What to do ::
1. Decide whether each statement below agrees with the editorial on the extended state of emergency. Answer yes or no for each, and quote the deciding words from the editorial. (a) The state of emergency in the Tokyo metropolitan area is extended to March 21. (b) Less than ¥1 trillion remains in the government's reserve funds for this fiscal year. (c) Telephone counseling is to be handled by public health nurses.
2. Reproduce part of the editorial on the extended state of emergency word for word. Begin at the words "However, it should" and stop after "of the virus.".

Passage ::
--

Take lasting, concrete action during newly extended state of emergency

Though it came late, it is commendable that the government has announced the expansion of polymerase chain reaction (PCR) testing and the strengthening of public health centers. However, what is important is how they will be put into practice.

Efforts during the re-extension of the state of emergency over the novel coronavirus pandemic must be linked to preventing infections even after it is lifted.

Prime Minister Yoshihide Suga has decided to extend the state of emergency again to March 21 in the Tokyo metropolitan area, following the first extension that was to run through Sunday. “We will do our utmost to bring the situation under control in the next two weeks,” the prime minister said.

In Tokyo and three of its neighboring prefectures, the state of emergency will have been in place for more than two months since the Jan. 7 declaration, including last month’s extension.

So far in that period, the daily number of newly infected people has decreased and the pressure on hospital beds has eased to some extent, but none of this can be said to be sufficient. It will take some time before the vaccine becomes available across the nation. It is essential to continue to implement measures to bring down the number of cases.

The government has revised its basic response policy on the virus to include a provision for PCR testing to be carried out on a wide range of people, including asymptomatic people. This is a step toward expanding testing to detect signs of a resurgence of infections, but it has come too late.

Some local governments are already conducting blanket testing at elderly care facilities and other places. Referring to such examples, the government should establish an environment where tests can be conducted as soon as possible in places with a high risk of infection, such as bustling districts in the Tokyo metropolitan area.

The policy also explicitly includes strengthening the system of public health centers. It is assumed that public health nurses will focus on managing the health of COVID-19 patients and tracing the routes of infection, while telephone counseling and other jobs will be outsourced to the private sector.

However, if the announcement of a new policy ends up as mere words, it will be meaningless. The government has already set up a system for the exchange of personnel between public health centers, but how this system is implemented should be examined.

In addition to expanding government measures, it is essential for people in their daily lives to refrain from nonessential and nonurgent outings and for restaurants to cooperate in shortening their operating hours.

Some downtown areas are reportedly seeing an increase in the number of people out and about. Some people must have gotten used to the pandemic.

However, it should not be forgotten that the efforts of each and every member of society will lead to the earliest possible lifting of the state of emergency and the containment of the virus.

With the prolonged state of emergency, various businesses have fallen into hardship. The government needs to swiftly provide cooperation subsidies to restaurants and lump-sum payments to companies whose sales have plummeted. There is more than ¥2 trillion left in the government’s reserve funds for this fiscal year. It must be effectively utilized.

The end of the fiscal year is also the time when people renew employment contracts. It is important to continue to support the employment of nonregular workers to avoid massive unemployment as well.

— The original Japanese article appeared in The Yomiuri Shimbun on March. 6, 2021.

--

Dataset extract ::

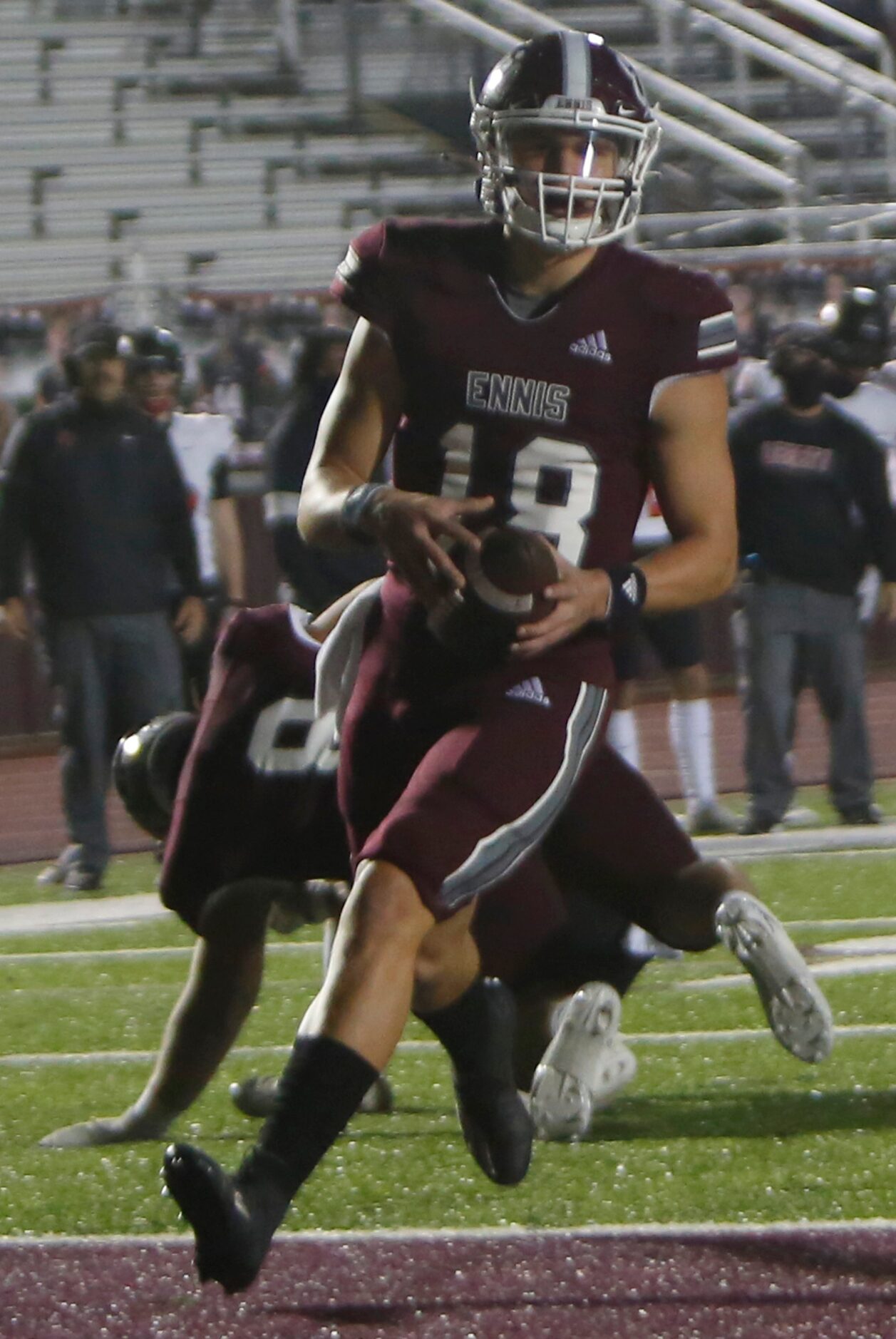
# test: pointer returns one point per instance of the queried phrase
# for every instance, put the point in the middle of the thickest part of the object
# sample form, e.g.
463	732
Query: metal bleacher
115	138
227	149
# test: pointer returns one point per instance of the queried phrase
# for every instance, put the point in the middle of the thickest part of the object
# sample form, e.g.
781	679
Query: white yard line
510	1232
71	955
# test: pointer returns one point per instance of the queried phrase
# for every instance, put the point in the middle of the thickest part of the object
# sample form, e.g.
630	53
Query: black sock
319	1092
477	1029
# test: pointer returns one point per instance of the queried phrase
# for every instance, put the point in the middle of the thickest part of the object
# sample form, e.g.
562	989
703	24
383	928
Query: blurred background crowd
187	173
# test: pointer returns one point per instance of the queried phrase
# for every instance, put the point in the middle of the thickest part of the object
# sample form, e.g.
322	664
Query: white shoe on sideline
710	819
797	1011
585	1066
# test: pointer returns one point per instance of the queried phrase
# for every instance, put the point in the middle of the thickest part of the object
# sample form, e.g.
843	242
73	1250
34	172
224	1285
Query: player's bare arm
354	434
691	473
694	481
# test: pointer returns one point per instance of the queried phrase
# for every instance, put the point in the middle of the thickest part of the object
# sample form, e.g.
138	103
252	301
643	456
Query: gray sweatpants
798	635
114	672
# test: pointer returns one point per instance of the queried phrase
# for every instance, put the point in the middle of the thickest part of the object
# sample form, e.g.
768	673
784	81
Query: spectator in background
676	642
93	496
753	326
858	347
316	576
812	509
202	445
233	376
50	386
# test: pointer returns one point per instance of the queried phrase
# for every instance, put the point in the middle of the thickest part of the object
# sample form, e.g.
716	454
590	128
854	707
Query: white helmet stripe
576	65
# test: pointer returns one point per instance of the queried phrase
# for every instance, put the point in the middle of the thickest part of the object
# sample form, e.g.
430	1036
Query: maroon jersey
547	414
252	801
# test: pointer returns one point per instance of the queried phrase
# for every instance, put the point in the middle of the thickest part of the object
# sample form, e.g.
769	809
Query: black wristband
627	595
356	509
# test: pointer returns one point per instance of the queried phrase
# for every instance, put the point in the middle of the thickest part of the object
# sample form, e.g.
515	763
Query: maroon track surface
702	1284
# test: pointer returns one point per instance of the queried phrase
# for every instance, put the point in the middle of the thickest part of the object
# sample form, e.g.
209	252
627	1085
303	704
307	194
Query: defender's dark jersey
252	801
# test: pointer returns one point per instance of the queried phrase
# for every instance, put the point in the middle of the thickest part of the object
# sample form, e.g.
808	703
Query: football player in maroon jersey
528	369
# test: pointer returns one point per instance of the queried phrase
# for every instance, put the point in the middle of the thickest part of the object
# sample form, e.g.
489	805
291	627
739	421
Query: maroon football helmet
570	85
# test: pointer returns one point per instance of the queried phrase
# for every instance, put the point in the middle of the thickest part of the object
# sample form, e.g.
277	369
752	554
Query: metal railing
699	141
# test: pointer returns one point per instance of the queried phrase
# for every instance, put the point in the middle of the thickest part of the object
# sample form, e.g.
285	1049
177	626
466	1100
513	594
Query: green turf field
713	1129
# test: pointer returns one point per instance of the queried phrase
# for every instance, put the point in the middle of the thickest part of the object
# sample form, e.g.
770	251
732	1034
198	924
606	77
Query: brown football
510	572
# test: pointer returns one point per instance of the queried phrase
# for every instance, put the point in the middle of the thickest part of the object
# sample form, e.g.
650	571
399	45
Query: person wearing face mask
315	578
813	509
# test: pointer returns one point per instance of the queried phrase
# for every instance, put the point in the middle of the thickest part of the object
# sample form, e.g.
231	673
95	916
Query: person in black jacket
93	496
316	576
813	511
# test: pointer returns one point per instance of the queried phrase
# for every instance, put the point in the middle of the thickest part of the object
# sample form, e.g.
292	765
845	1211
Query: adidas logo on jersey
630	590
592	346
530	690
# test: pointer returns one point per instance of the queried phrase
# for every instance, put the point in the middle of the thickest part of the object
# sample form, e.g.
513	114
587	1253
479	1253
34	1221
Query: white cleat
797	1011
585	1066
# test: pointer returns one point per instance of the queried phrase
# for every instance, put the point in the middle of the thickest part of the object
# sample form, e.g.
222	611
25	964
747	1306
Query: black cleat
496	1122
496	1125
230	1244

--

Answers by item ::
1.
(a) Yes: "extend the state of emergency again to March 21 in the Tokyo metropolitan area"
(b) No: "There is more than ¥2 trillion left in the government’s reserve funds for this fiscal year."
(c) No: "telephone counseling and other jobs will be outsourced to the private sector."

2.
However, it should not be forgotten that the efforts of each and every member of society will lead to the earliest possible lifting of the state of emergency and the containment of the virus.